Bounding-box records
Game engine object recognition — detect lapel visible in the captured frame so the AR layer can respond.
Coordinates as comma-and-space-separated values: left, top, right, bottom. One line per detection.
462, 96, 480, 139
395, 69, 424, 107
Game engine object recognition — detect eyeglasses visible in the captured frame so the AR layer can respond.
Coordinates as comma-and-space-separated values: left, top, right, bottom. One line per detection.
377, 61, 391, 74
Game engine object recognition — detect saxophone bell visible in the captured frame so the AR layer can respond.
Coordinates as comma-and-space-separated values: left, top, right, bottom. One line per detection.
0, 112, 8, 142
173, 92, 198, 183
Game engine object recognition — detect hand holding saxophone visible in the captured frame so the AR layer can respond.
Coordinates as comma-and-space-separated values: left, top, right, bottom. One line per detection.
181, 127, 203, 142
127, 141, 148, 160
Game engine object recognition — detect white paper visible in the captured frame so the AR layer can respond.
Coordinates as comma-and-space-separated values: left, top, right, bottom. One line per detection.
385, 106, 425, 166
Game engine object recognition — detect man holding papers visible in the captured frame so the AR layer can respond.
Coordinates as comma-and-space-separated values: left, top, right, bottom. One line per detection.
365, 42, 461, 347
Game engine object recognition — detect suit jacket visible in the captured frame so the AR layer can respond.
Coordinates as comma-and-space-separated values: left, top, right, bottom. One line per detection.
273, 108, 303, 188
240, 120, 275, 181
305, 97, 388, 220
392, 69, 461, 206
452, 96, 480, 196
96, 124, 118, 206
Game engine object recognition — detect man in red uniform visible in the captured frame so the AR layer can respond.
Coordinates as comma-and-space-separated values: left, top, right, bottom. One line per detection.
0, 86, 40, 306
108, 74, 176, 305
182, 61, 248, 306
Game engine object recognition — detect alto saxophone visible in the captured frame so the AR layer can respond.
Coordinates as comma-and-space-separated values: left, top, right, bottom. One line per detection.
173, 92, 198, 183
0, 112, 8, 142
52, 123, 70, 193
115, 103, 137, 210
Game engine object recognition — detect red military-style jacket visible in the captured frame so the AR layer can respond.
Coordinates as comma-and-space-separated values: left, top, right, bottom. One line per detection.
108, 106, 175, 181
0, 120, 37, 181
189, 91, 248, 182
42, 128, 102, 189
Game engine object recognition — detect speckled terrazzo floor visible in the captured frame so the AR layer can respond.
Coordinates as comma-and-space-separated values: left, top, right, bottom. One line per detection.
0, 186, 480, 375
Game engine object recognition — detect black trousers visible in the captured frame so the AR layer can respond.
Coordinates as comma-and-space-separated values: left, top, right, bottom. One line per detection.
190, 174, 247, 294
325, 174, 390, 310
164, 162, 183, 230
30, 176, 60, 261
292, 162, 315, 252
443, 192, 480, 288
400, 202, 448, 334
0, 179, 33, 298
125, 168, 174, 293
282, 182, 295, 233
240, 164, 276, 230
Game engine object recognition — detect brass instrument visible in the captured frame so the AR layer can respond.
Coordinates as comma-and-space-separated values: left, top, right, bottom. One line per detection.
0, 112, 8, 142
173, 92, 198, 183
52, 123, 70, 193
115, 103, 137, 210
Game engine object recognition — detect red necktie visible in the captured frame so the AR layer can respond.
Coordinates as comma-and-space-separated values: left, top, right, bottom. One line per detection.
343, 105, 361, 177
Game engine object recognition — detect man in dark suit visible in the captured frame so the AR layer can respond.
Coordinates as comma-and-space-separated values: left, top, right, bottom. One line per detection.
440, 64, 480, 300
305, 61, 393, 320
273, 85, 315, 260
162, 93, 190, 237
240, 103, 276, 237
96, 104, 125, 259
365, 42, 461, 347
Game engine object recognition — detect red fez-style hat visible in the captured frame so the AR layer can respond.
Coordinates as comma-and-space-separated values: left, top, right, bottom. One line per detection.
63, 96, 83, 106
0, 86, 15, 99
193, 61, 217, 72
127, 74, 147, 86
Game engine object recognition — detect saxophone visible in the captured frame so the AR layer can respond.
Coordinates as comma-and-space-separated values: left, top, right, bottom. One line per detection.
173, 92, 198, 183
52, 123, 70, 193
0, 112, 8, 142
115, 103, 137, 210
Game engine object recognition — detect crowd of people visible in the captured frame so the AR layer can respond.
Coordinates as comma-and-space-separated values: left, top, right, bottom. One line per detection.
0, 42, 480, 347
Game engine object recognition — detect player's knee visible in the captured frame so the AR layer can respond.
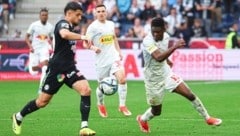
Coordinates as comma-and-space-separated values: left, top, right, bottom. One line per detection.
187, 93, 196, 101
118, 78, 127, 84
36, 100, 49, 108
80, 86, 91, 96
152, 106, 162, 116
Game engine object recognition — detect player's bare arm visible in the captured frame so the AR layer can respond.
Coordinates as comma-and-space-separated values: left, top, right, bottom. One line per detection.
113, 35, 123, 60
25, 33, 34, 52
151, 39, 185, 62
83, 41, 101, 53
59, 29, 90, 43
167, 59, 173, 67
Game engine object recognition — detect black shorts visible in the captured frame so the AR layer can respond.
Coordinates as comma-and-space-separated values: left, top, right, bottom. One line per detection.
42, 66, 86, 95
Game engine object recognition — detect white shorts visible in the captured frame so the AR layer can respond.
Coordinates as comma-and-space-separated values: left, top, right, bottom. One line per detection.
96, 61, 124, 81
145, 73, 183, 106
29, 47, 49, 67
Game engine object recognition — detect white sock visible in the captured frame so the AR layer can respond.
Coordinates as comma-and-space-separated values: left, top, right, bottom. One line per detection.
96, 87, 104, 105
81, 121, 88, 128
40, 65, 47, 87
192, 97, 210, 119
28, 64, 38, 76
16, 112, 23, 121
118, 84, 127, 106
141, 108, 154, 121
* * *
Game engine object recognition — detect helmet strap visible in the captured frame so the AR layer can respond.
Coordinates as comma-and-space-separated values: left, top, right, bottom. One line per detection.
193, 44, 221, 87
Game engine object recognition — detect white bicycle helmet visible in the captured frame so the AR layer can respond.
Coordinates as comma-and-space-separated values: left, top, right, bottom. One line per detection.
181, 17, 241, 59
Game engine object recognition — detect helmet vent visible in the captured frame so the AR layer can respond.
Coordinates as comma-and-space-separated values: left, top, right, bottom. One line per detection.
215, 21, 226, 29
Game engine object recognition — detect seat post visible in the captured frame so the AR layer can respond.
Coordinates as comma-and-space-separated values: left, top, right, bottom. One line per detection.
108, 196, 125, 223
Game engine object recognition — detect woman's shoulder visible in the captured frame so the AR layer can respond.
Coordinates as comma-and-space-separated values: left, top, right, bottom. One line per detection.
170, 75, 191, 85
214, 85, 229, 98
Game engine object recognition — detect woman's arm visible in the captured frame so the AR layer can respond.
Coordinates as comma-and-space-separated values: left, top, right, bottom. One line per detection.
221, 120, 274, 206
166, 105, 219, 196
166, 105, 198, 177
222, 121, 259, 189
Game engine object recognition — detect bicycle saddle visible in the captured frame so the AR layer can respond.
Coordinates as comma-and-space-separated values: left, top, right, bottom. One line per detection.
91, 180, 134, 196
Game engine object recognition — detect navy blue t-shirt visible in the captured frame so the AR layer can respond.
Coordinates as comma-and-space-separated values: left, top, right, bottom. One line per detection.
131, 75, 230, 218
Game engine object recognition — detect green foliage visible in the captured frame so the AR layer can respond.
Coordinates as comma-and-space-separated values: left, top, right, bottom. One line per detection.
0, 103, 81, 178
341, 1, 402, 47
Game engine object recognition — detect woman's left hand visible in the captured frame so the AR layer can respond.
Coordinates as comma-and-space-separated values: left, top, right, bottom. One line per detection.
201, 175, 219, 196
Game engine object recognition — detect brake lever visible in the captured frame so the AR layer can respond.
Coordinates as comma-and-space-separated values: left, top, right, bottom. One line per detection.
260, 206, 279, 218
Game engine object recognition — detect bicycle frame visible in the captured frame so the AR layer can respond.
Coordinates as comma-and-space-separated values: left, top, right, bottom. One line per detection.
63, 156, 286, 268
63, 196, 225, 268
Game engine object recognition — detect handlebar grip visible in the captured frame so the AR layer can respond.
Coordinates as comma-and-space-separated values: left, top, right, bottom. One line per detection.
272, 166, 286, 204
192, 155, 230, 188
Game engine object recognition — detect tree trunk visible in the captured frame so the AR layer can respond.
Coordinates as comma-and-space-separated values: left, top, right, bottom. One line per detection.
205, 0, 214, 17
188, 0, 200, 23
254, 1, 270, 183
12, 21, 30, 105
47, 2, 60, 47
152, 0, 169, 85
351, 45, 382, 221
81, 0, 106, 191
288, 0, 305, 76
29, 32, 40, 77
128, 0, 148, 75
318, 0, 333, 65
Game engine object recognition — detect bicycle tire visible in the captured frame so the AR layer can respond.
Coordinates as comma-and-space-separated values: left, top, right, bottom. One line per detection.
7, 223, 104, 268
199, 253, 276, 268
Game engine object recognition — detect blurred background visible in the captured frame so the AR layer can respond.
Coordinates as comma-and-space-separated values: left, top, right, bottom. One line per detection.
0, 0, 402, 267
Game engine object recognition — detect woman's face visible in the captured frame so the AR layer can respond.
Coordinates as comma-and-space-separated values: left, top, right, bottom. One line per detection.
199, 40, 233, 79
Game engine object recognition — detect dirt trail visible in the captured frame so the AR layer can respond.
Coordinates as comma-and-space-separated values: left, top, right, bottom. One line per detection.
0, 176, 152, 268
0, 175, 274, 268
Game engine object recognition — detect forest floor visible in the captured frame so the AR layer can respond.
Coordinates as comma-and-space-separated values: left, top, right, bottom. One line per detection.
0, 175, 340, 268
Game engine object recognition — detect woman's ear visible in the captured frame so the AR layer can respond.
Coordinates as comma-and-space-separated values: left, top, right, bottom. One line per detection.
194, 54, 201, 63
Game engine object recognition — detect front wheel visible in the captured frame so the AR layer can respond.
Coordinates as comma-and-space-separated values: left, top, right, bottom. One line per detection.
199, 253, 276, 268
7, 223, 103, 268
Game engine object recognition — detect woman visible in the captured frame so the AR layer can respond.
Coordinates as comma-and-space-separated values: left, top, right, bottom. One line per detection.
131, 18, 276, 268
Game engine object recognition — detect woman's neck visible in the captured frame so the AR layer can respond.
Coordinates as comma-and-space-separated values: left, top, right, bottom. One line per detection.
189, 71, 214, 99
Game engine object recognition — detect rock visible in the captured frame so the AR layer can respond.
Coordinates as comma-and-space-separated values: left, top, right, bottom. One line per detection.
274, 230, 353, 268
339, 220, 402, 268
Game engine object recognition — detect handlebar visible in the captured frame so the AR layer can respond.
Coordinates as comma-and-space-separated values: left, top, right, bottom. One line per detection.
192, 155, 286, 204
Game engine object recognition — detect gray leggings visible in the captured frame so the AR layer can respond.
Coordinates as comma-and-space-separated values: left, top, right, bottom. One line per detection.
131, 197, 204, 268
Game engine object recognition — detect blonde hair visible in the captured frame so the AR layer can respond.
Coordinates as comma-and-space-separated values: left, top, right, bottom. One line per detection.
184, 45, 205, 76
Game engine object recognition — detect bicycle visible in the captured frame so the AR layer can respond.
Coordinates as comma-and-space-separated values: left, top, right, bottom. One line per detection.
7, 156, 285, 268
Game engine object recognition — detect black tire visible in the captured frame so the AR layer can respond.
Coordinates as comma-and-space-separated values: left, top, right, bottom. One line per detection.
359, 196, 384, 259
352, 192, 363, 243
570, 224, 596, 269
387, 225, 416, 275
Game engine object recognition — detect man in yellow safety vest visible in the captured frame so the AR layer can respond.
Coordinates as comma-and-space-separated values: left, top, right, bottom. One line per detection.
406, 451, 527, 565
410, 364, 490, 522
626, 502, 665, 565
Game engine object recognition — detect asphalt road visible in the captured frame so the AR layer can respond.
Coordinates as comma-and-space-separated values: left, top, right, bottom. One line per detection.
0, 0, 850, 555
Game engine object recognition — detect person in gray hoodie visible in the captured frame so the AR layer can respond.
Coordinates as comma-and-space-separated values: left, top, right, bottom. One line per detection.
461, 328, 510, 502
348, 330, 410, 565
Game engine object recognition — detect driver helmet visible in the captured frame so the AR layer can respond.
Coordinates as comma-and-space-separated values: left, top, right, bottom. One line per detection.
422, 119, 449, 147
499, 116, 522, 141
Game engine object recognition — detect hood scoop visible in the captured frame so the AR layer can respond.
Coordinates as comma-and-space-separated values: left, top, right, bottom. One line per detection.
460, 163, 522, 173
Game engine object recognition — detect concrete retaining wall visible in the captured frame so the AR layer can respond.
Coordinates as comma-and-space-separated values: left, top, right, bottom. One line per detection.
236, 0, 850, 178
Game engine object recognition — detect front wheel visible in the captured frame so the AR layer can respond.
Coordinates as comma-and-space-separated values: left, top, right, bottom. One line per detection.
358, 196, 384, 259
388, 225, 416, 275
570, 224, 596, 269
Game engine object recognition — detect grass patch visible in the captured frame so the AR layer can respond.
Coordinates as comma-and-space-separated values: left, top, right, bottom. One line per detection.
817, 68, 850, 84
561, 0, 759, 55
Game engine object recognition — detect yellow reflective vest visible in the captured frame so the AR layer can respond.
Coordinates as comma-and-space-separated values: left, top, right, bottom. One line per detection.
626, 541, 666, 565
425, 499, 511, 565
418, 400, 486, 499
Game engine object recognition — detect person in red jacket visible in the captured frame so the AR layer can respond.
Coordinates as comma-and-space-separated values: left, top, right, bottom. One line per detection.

To be done:
Render the records between the line containing "Game engine object recognition — detect red military-style" and the line containing "42, 128, 102, 189", inclusive, as a two-column CSV headed text and answer. Give one row per record, put each field in double quotes, and replace line breaks with spaces.

Task response:
text,answer
"Game engine object recognition — detect red military-style jacket visible in the captured frame so the AR layer can respond. Coordinates as comma-and-space-separated values: left, top, right, bottom. One line per detection.","108, 106, 175, 181 0, 120, 37, 181 189, 91, 248, 182 42, 128, 102, 189"